● **TASK TO CARRY OUT**: Exclude the images and repeat all remaining entries exactly.

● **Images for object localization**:

--

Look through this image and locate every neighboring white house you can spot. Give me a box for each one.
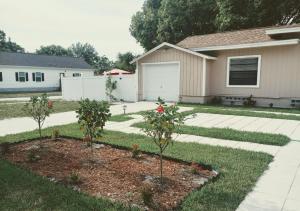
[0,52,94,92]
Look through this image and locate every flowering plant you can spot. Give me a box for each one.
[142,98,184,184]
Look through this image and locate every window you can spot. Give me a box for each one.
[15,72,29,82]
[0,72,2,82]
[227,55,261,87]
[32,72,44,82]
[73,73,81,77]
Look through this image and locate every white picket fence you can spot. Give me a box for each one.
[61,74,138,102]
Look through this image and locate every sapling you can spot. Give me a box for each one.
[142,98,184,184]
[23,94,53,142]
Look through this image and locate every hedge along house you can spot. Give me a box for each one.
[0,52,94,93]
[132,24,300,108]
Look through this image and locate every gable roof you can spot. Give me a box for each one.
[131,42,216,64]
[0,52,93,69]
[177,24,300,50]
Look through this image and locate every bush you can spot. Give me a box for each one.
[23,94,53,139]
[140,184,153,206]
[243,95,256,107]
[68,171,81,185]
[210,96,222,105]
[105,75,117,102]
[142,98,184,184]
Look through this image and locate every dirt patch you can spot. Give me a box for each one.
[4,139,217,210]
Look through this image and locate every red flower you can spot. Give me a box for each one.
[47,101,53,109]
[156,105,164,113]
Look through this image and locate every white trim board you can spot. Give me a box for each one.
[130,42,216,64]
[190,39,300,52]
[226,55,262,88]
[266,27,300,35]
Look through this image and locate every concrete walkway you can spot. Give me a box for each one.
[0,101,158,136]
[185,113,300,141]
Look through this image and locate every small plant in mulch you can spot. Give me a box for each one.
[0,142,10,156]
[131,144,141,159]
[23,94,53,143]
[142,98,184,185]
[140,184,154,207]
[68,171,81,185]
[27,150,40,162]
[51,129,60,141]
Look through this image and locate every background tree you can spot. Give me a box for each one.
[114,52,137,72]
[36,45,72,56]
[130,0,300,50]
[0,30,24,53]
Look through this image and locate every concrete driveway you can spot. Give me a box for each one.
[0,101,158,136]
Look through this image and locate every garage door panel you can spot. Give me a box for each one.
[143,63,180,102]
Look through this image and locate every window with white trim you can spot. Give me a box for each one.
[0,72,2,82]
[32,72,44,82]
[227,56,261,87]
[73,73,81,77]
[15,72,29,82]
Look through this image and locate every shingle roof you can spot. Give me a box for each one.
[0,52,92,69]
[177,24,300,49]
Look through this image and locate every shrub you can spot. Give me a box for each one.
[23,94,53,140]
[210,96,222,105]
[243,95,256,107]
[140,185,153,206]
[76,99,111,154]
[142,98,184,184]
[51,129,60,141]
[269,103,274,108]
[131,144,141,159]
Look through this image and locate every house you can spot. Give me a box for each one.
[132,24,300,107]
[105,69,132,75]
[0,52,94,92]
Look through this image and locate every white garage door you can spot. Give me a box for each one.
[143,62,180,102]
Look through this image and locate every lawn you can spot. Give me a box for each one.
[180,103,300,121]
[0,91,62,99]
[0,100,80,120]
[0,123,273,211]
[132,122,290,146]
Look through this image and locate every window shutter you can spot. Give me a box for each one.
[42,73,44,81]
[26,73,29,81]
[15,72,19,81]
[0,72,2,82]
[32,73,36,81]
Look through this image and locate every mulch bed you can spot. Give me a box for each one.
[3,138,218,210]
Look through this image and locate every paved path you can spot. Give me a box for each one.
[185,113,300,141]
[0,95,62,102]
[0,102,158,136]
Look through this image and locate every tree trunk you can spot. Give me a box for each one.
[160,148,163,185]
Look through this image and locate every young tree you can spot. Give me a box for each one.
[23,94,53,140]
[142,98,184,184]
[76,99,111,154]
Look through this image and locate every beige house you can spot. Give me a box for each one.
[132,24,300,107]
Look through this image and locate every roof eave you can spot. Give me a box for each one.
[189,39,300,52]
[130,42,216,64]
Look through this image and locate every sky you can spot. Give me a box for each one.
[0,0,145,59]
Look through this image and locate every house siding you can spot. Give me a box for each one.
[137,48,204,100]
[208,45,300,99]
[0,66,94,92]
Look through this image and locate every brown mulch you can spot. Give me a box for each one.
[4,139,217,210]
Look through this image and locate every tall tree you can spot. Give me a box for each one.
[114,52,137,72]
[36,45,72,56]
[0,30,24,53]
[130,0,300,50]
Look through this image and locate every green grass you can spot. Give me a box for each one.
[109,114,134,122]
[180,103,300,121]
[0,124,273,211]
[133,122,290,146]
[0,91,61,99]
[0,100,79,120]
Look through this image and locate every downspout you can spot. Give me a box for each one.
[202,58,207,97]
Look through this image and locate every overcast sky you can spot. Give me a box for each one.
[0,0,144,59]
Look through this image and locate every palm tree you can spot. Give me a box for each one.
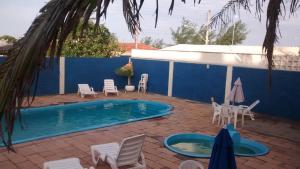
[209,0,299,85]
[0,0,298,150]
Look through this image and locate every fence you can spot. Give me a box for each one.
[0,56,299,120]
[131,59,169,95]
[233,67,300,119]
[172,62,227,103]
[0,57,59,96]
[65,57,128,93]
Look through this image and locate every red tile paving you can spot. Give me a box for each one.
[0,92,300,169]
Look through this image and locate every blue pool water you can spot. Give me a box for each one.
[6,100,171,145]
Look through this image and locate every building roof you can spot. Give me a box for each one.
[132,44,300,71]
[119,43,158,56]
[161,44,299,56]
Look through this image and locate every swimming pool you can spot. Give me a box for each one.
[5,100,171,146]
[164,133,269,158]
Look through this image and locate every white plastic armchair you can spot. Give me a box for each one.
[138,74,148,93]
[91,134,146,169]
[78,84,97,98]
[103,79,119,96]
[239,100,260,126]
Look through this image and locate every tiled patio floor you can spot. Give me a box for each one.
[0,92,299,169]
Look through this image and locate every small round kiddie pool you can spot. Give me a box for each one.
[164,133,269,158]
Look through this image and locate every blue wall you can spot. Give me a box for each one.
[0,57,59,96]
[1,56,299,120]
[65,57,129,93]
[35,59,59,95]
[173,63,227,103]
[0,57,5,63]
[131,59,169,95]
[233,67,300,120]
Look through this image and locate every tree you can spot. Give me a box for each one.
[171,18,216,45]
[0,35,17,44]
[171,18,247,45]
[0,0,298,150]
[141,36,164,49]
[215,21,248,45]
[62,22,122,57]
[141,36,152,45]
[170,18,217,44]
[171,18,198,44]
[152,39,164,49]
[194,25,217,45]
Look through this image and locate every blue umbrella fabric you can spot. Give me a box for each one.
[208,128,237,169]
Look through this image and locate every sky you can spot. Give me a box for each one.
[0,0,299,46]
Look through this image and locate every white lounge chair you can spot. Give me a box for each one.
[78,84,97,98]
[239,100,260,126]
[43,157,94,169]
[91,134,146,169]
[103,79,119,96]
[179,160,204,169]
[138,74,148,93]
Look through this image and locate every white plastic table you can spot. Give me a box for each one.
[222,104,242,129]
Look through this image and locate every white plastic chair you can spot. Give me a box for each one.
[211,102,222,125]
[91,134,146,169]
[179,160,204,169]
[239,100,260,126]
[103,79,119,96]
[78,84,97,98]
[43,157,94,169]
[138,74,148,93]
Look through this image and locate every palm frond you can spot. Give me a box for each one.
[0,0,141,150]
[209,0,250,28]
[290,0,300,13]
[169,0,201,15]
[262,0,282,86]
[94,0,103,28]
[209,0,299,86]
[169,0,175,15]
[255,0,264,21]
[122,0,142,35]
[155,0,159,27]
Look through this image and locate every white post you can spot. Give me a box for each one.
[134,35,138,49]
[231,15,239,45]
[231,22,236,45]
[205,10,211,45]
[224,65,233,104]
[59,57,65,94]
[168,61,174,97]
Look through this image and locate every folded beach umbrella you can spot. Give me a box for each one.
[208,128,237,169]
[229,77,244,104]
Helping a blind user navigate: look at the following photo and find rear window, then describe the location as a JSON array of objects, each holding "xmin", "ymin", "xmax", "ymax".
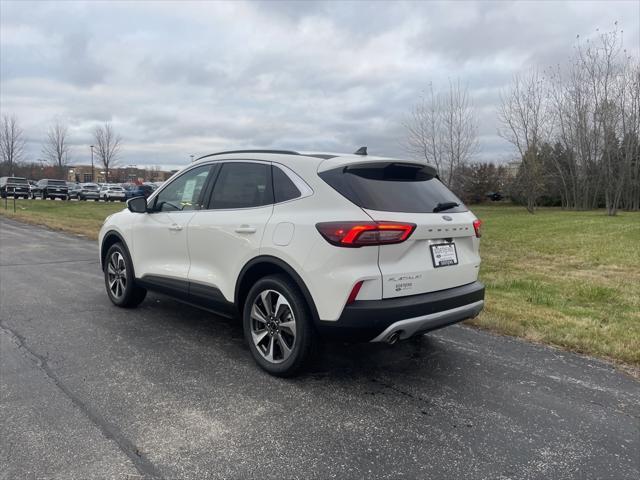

--

● **RESULT OF THE EXERCISE**:
Look through this image and locate every neighboring white house you can spot. Give me a box for each one.
[0,52,94,92]
Look through this image and locate every flowering plant you can spot. Give me a box for each one.
[142,98,184,184]
Look through this image and locate every window you can spot. Give me a box for each one.
[15,72,29,82]
[0,72,2,82]
[227,55,261,87]
[32,72,44,82]
[73,73,81,77]
Look through this image and locate every white picket fence you can spot. Give me a box for each one.
[61,74,138,102]
Look through this image and locate every sapling you can spot. Give me a box for each one.
[142,98,184,184]
[23,94,53,142]
Look through this image and locate every hedge along house you can spot. Give me a box for each one.
[0,52,94,93]
[132,24,300,108]
Look through this image and locate every gable roof you can spot. Give me a box for each one.
[131,42,216,64]
[0,52,93,69]
[177,24,300,50]
Look through this image and locate every bush you can spot. Give me a box for each one.
[23,94,53,139]
[140,184,153,206]
[243,95,256,107]
[68,171,81,185]
[210,96,222,105]
[105,75,117,102]
[142,98,184,184]
Look through this image and locate every dirt patch you can spot. Give me a box for each one.
[4,139,217,210]
Look through this image and locate every red flower you can spot. Give me a box for each one.
[47,101,53,109]
[156,105,164,113]
Look through this image and locate every white trim board you can spot. Give me a box for each one.
[130,42,216,64]
[190,39,300,52]
[226,55,262,88]
[266,27,300,35]
Look through this image and locate every concrete walkway you can spot. Give me a box for each one.
[0,101,158,136]
[185,113,300,141]
Look through this image and locate every small plant in mulch you can spot. Give me a box for each one.
[0,142,10,156]
[131,144,141,159]
[23,94,53,143]
[142,98,184,185]
[140,184,154,207]
[68,171,81,185]
[27,150,40,162]
[51,129,60,141]
Look through this image and locate every background tree you can spot. Give me a box for each one.
[114,52,137,72]
[36,45,72,56]
[130,0,300,50]
[0,30,24,53]
Look through this image and locate every concrete driveway you can spot. Give me a box for each one.
[0,101,158,136]
Look through this image and locate every garage door panel you can spot. Give me a box for each one.
[143,63,180,102]
Look through this image and locate every window with white trim you can spot. Give me a box for each one.
[0,72,2,82]
[32,72,44,82]
[227,56,261,87]
[73,73,81,77]
[15,72,29,82]
Look through this image and locate every shingle roof you can spot. Give me a box for each one.
[0,52,92,69]
[177,24,300,49]
Look through this image and locate every shrub you can spot. Give me a box for each one.
[23,94,53,140]
[210,96,222,105]
[243,95,256,107]
[140,185,153,206]
[76,99,111,154]
[142,98,184,184]
[51,129,60,141]
[269,103,274,108]
[131,144,141,159]
Look through this image and locate every house you can spot. Give me a box for each one.
[132,24,300,107]
[105,69,132,75]
[0,52,94,92]
Look through this image and locate every white garage door you can spot. Give me a box for each one.
[143,62,180,102]
Look through this image and locate every lawn you can spot. Give me a box for each one.
[180,103,300,121]
[0,91,62,99]
[0,100,80,120]
[0,123,273,211]
[132,122,290,146]
Look through this image and locate every window shutter you can spot. Give me a box for each one.
[42,73,44,81]
[26,73,29,81]
[15,72,19,81]
[0,72,2,82]
[32,73,36,81]
Look through this image and locate every mulch bed you can spot. Give me a box for each one.
[3,138,218,210]
Look through this image and locate every paved path you can spot. Give me a box for each one.
[185,113,300,141]
[0,95,62,102]
[0,102,158,136]
Look through this image and locate every tree trunk you can spot. Give me a box for each one.
[160,148,163,185]
Look through this image and locate every young tree you can spot. Give me a box for each one.
[23,94,53,140]
[142,98,184,184]
[76,99,111,154]
Look through this image and locate every beige house you can spot. Give me a box for each one.
[132,24,300,107]
Look through this image and locate every roof eave you can spot. Give me a box for each one.
[189,39,300,52]
[130,42,216,64]
Look through this image and locate every sky you can spot. Give me a box for each one.
[0,0,145,59]
Look through this image and locate every house siding you can spot. Give me a box for each one.
[137,48,204,100]
[208,45,300,99]
[0,66,94,92]
Look through this image and locate every brown mulch you can spot. Give me a box for each one.
[4,139,217,210]
Look through this image and locate every tall tree you can spot. Give me a box for each one.
[114,52,137,72]
[36,45,72,56]
[0,30,24,53]
[130,0,300,50]
Look through this image and locate every green grass you can spot. Give me a box for each one.
[109,114,134,122]
[180,103,300,121]
[0,124,273,211]
[133,122,290,146]
[0,91,61,99]
[0,100,79,120]
Look through this image and locate every downspout you can spot. Give me a box for each one.
[202,58,207,97]
Look through this image and locate every overcast sky you can spot. Give me a box for each one.
[0,0,144,59]
Look through this image and locate every palm tree you can spot. Give me a box for each one.
[209,0,299,85]
[0,0,298,150]
Look through this image and locate every fence you can spot. Give me a box for each one.
[0,56,299,120]
[131,59,169,95]
[233,67,300,119]
[172,62,227,103]
[0,57,59,96]
[65,57,128,93]
Look through this image and locate every red tile paving you can spot. Give me a box for each one.
[0,92,300,169]
Look through this image and locate every blue pool water you can spot. Give me a box for each one.
[6,100,171,145]
Look through this image and locate every building roof you can spot. Give me a box for each one.
[132,44,300,71]
[119,43,158,56]
[161,44,299,56]
Look through this image and locate every swimming pool you can spot. Give me a box for each one.
[5,100,171,146]
[164,133,269,158]
Look through this image and locate every white plastic armchair you can spot. Give me a box for each one.
[138,74,148,93]
[91,134,146,169]
[78,84,97,98]
[103,79,119,96]
[239,100,260,126]
Look through this image and locate every tiled patio floor you can spot. Give me a box for each one.
[0,92,299,169]
Look through this image and locate every small round kiddie pool you can spot. Give me a box for each one.
[164,133,269,158]
Look through this image and locate every blue wall you can spot. Give me a box for each one.
[0,57,59,96]
[1,56,299,120]
[65,57,129,93]
[35,59,59,95]
[173,63,227,103]
[0,57,5,63]
[131,59,169,95]
[233,67,300,120]
Look through this image and locate every tree you can spot. Give me a box for each one.
[171,18,216,45]
[0,35,17,44]
[171,18,247,45]
[0,0,298,150]
[141,36,164,49]
[215,21,248,45]
[62,22,122,57]
[141,36,152,45]
[170,18,217,44]
[171,18,198,44]
[152,39,164,49]
[194,25,217,45]
Look through this image and locate every blue umbrella fabric you can spot. Give me a box for each one.
[208,128,237,169]
Look through this image and locate every sky you can spot. Give me a box for each one.
[0,0,299,46]
Look through this image and locate every white lounge chair you can spot. Give me a box for each one.
[78,84,97,98]
[239,100,260,126]
[43,157,94,169]
[91,134,146,169]
[103,79,119,96]
[179,160,204,169]
[138,74,148,93]
Look through this image and locate every white plastic table you can spot. Give me a box for each one.
[222,104,242,129]
Look through this image and locate every white plastic chair you can spot. Give me a box for each one.
[211,102,222,125]
[91,134,146,169]
[179,160,204,169]
[239,100,260,126]
[103,79,119,96]
[78,84,97,98]
[43,157,94,169]
[138,74,148,93]
Look through this image and locate every palm frond you can spot. Give me a box for each one.
[0,0,141,150]
[209,0,250,28]
[290,0,300,13]
[169,0,201,15]
[262,0,282,86]
[94,0,103,28]
[209,0,299,86]
[169,0,175,15]
[255,0,264,21]
[122,0,142,35]
[155,0,159,27]
Look through this image and locate every white post you can spot. Give me a box for each one.
[134,35,138,49]
[231,15,239,45]
[231,22,236,45]
[205,10,211,45]
[224,65,233,104]
[59,57,65,94]
[168,61,174,97]
Look through this image and locate every folded beach umbrella you can spot. Give me a box for each one.
[208,128,237,169]
[229,77,244,104]
Helping a blind user navigate: look at the following photo and find rear window, then describe the location as a JSON array of objects, each holding "xmin", "ymin", "xmax", "ymax".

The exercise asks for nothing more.